# TEXTO DEL DOCUMENTO
•••

Maneco
Corría el año 1975, era muy joven, buen estado de salud, eso creía, época de mucha actividad, trabajo, estudios, crianza y educación de mis pequeños hijos, hasta que comencé con algunos problemas en mi sistema digestivo, no se encontraban las causas y se calmaban parcialmente con remedios de venta libre, como pastillas de carbón y otros. Alrededor de octubre de 1976 se me agravaron y concurrí a una consulta en mi hospital. Luego de distintos estudios, (radiografías, endoscopías y otros) se descubrió dentro de mi estómago una imagen sospechosa y me dijeron que debían efectuarme una intervención quirúrgica para quitar un problema. Dije que sí. Fue el 3 de diciembre de 1976. Allí se me extrajo una parte del estómago, en la que había un tumor. Inicialmente se creyó que era un carcinoma gástrico. Se observó en la operación o después de ella, no recuerdo, que había una metástasis hepática. Una vez dado de alta, debido a mi curiosidad y preocupación, intenté averiguar de qué se trataba, en otro lado, porque antes, hablo de la década del 70 del siglo pasado, muchos profesionales no informaban al paciente sobre el problema que padecía, transmitiendo a su familia el diagnóstico. La única persona mayor de mi familia en Buenos Aires era mi esposa, que en ese momento estaba embarazada. No había ningún otro familiar a quien comunicarle mi situación y a ella quizás no le informaron por su estado de gravidez. Conseguí el diagnóstico. Pregunté qué significaba eso a un conocido, integrante del sistema de salud, sin aclararle de quién era. Me dijo que era maligno y que los tiempos de vida eran pocos. Se derrumbó el mundo sobre mí. Lloré los primeros instantes. Me hice la pregunta que casi todos se hacen en ese trance: “Por qué a mí?”. Era joven, con poco más de 30 años, tenía dos hijos muy pequeños y el tercero en camino, casi como que recién empezaba mi vida. Me recompuse, junté fuerzas. Pensé que mi familia quedaría desamparada y busqué algunas compañías de seguro que me cubran por riesgo de vida, por la mayor cantidad de dinero posible, para que mi esposa y mis hijos tuvieran lo suficiente para vivir económicamente algún tiempo si yo falleciera. Me encontré con una realidad que desconocía. Debía decir la verdad de mi salud a esas compañías sobre lo que me preguntaran, no mentir, algo que no estaba en mi intención, mentir y, además, debería hacer una revisión médica, donde seguro aparecerían mis males. Imposible. No me asegurarían. Lo descarté.

•••

# REGISTROS PROPORCIONADOS
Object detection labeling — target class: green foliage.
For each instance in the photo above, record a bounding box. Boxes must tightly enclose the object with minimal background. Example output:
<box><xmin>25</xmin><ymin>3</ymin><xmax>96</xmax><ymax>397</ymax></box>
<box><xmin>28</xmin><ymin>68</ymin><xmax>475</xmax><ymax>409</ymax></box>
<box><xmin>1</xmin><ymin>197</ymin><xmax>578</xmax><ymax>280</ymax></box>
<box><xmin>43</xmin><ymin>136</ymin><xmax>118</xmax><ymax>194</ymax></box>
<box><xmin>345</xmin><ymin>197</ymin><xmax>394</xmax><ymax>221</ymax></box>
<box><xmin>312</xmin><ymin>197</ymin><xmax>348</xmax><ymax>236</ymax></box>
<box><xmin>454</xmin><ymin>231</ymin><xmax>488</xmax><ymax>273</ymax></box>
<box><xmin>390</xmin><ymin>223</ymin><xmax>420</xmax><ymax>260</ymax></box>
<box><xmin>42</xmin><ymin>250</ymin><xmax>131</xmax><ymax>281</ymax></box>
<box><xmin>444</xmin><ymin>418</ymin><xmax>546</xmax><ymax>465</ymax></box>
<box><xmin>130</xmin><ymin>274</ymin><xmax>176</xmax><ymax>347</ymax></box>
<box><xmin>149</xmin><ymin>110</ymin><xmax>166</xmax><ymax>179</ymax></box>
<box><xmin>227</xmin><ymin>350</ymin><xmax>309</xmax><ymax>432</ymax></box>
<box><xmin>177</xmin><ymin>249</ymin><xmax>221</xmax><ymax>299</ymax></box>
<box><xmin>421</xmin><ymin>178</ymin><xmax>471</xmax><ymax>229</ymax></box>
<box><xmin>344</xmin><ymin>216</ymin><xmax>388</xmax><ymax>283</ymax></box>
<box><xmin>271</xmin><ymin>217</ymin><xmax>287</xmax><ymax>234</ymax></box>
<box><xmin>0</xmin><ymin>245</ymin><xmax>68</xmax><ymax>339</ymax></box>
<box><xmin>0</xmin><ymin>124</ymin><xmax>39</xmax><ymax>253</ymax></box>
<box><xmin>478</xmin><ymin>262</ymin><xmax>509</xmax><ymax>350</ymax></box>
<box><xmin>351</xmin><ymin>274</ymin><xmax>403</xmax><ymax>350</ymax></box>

•••

# SERIE DE EJERCICIOS
(A) Enumera cada fecha del relato sobre la enfermedad que incluya un año escrito con cuatro cifras, con el mes y el día cuando el texto los indique.
(B) Prosigue el relato sobre la enfermedad a partir de su última oración.

# LISTA DE RESPUESTAS
(A)
1975
octubre de 1976
3 de diciembre de 1976

(B)
Pasado cierto tiempo y con otros estudios, se determinó que el diagnóstico correcto era el de tumor carcinoide gástrico con metástasis hepática, un poco más alentador (hoy en vez de carcinoide se denomina neuroendocrino). La metástasis comprendía un tumor bastante grande y muchos otros menores.
Tiempo después, en 1977, tuve otra vez más problemas digestivos, con los anteriores y nuevos síntomas, como enrojecimientos y picazón en las plantas de las manos y los pies, faciales, en el pecho y en la espalda, entre otros lugares, con sofocos y calores, causantes de muchos malestares. Luego de nuevos estudios se agregó al diagnóstico anterior el de “síndrome carcinoide”, que es la consecuencia de la actividad de los tumores en este tipo de mal, que al volcar ellos al torrente sanguíneo excesiva cantidad de elementos se tornan muy perjudiciales. El diagnóstico final quedó: “Tumor carcinoide gástrico con metástasis hepática con síndrome carcinoide”
A mediados de 1981, en un hospital de la Ciudad de Buenos Aires, a través de un catéter, se me efectuó la embolización de la arteria hepática, procedimiento novedoso en esa época, que implica la anulación de esa arteria para evitar la irrigación de los tumores, para que no se nutrieran con sangre, pero no resultó. Como consecuencia de ese procedimiento se me produjo hipertensión severa (24), entré en coma y fui llevado inconsciente a terapia intensiva, recuperándome uno o dos días después.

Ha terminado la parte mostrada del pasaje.